* Task brief
Reproduce all of the material, keeping each line intact.

****

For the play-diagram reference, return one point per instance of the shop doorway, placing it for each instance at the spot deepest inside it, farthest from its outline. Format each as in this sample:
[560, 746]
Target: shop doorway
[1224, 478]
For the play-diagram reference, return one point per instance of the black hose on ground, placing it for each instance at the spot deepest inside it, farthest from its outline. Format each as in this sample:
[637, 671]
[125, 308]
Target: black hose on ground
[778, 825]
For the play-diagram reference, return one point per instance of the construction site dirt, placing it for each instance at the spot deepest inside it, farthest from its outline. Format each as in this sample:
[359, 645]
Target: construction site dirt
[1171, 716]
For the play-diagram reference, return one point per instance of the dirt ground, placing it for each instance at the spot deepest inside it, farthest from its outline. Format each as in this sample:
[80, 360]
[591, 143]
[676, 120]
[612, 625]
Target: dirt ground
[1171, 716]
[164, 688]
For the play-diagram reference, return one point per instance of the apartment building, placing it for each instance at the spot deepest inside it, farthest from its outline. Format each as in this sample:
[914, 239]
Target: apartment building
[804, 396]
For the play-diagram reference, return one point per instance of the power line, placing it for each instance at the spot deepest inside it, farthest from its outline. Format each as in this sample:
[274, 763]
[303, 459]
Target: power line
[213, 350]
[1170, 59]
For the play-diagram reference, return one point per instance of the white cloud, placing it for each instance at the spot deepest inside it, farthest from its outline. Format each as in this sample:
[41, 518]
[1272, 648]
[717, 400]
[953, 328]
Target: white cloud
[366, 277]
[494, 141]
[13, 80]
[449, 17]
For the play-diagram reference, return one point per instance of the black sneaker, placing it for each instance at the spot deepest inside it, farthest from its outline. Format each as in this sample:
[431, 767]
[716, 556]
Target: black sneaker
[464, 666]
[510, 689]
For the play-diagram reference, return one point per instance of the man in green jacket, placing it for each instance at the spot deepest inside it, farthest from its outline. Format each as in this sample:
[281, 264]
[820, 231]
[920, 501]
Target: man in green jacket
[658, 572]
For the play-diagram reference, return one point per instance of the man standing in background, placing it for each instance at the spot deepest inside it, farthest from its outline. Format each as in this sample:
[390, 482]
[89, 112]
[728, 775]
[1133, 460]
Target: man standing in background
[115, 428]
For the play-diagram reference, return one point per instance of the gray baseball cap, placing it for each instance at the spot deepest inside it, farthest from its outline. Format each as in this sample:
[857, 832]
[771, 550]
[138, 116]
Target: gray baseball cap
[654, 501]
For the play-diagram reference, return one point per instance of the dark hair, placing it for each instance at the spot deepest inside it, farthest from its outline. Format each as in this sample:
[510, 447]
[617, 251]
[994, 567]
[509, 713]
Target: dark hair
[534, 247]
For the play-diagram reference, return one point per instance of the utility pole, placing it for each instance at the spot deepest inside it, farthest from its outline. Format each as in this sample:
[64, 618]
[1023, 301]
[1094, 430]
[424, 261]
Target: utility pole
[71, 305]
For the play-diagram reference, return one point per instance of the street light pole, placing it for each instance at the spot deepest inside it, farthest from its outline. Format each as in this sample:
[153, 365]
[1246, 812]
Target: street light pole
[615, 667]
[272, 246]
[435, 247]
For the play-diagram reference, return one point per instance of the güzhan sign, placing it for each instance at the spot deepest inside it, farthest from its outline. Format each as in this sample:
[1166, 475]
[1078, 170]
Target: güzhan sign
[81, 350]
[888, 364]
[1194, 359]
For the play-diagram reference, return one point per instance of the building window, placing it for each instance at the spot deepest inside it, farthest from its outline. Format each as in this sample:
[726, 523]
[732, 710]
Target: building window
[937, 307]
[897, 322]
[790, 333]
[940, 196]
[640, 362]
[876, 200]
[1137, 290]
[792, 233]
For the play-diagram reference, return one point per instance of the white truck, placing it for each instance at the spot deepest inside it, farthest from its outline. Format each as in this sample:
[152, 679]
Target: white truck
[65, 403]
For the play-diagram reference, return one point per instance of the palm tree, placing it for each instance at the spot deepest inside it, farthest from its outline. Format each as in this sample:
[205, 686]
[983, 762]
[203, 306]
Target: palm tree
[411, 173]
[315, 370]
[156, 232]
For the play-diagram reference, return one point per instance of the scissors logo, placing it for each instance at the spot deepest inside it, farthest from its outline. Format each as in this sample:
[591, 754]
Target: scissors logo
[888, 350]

****

* Result
For the play-diagram reference, return one point per instance of the shop doorway, placing it for each instance at the spot deepest inside it, farthest from its outline. Format each as in this sample:
[560, 746]
Target: shop doorway
[1224, 478]
For the play-diagram reference, return one point per instance of the black hose on ground, placing it for each instance at the spot deepest inside it, farthest from its outline. Format each as in this sample:
[637, 671]
[125, 308]
Target: black hose on ground
[778, 825]
For the play-diagram reference, return one point per instance of the construction site dirt, placing it for each instance at the spot deepest inside it, farthest from its outline. Format each as in this sample:
[359, 645]
Target: construction site dirt
[1171, 716]
For the play-diagram reference, return one point per instance of the dirt ground, placing it for each instance at the spot deepest inside it, farthest from its outline. Format each as in this sample:
[80, 360]
[591, 143]
[676, 120]
[612, 625]
Target: dirt ground
[1171, 716]
[164, 688]
For the play-diagram reference, return one point per instance of the apartment building, placing it for each instance at the spot deepest inside it, farthest from its outline. Format each as in this sample:
[914, 239]
Target: apartment building
[804, 396]
For the play-diagram reference, return one point per instance of the power line, placing it for each instance at the spot deepest inside it, farthest from its outline. Format each as in this sample:
[274, 763]
[303, 459]
Target: power line
[213, 350]
[1170, 59]
For the play-diagram reference, return one point per instance of the white cloud, placing it for each instance at the spot deepest inside it, farthest from its outline. Format each as in this sample:
[41, 518]
[1272, 648]
[717, 400]
[953, 328]
Target: white cloud
[366, 277]
[494, 141]
[13, 80]
[449, 17]
For the play-diagram reference, return one point per instance of the black sneaker, placing it for each instance at the spot deepest inside it, farthest from its outline. Format each as in this sample:
[431, 767]
[716, 556]
Target: black sneaker
[464, 666]
[510, 689]
For the play-diagram reference, return one point per instance of the man in green jacket, placing it for each instance at the spot deepest inside it, farthest from its outline. Format each as in this sample:
[281, 264]
[820, 231]
[920, 501]
Target: man in green jacket
[658, 572]
For the play-diagram reference, return one point per instance of the man standing in background, placing it for each instance at the spot deepest inside it, farthest from its outline. Format each as in this sample:
[390, 482]
[89, 112]
[728, 775]
[1133, 460]
Target: man standing in background
[115, 428]
For the play-diagram reference, return one point per instance of the gray baseball cap, placing it for each instance at the spot deepest inside it, farthest from its outline. Format each as in this sample:
[857, 832]
[771, 550]
[138, 116]
Target: gray baseball cap
[654, 501]
For the play-diagram reference, return one point per instance of the dark hair, placing it for each instance at the spot deepest inside it, farthest from its outline. Format each as in this sample:
[510, 447]
[617, 251]
[994, 567]
[509, 713]
Target: dark hair
[534, 247]
For the play-diagram reference, return one point per instance of the utility pole, placing it for each instance at the spot deepest inside it, farthest from its outline. Format each as in this sample:
[64, 618]
[1023, 301]
[1094, 430]
[424, 261]
Target: utility pole
[71, 305]
For the play-diagram reference, return one point per instance of the street light pole, placing it for each instance at the spot deepest inside it, farthest from its outline. Format each as in this sample:
[153, 365]
[1246, 812]
Target: street light pole
[615, 667]
[272, 246]
[435, 247]
For the play-diagram reference, return one point per instance of the güzhan sign, placing it for each instance at the spot deepest inside it, farthest from its outline. Format each as in this sample:
[1166, 475]
[1078, 170]
Target: güzhan sign
[81, 350]
[888, 364]
[1194, 359]
For the play-diagram reference, return one point per instance of the building window, placing it for each instance at the spot deepest inside it, farthest from its outline. Format each as in this sample:
[726, 523]
[732, 710]
Target: building window
[937, 307]
[897, 322]
[790, 333]
[940, 196]
[640, 362]
[876, 200]
[1137, 290]
[792, 233]
For the play-diagram reference, return one point per instance of the white truck, placing it for each instance at the spot deepest inside it, farthest from its outline. Format each as in this sample:
[152, 679]
Target: white truck
[65, 403]
For the play-diagram reference, return one point per instance of the palm tree, placing it for each instance at the spot deepest inside it, farthest from its outline. Format each as in this sample:
[205, 686]
[983, 762]
[203, 306]
Target: palm tree
[411, 173]
[315, 370]
[156, 232]
For the play-diagram reference, return one point per instance of the scissors logo, placing it for each instance at the spot deepest inside it, farthest from its outline. Format each as in this sample:
[591, 754]
Target: scissors logo
[888, 350]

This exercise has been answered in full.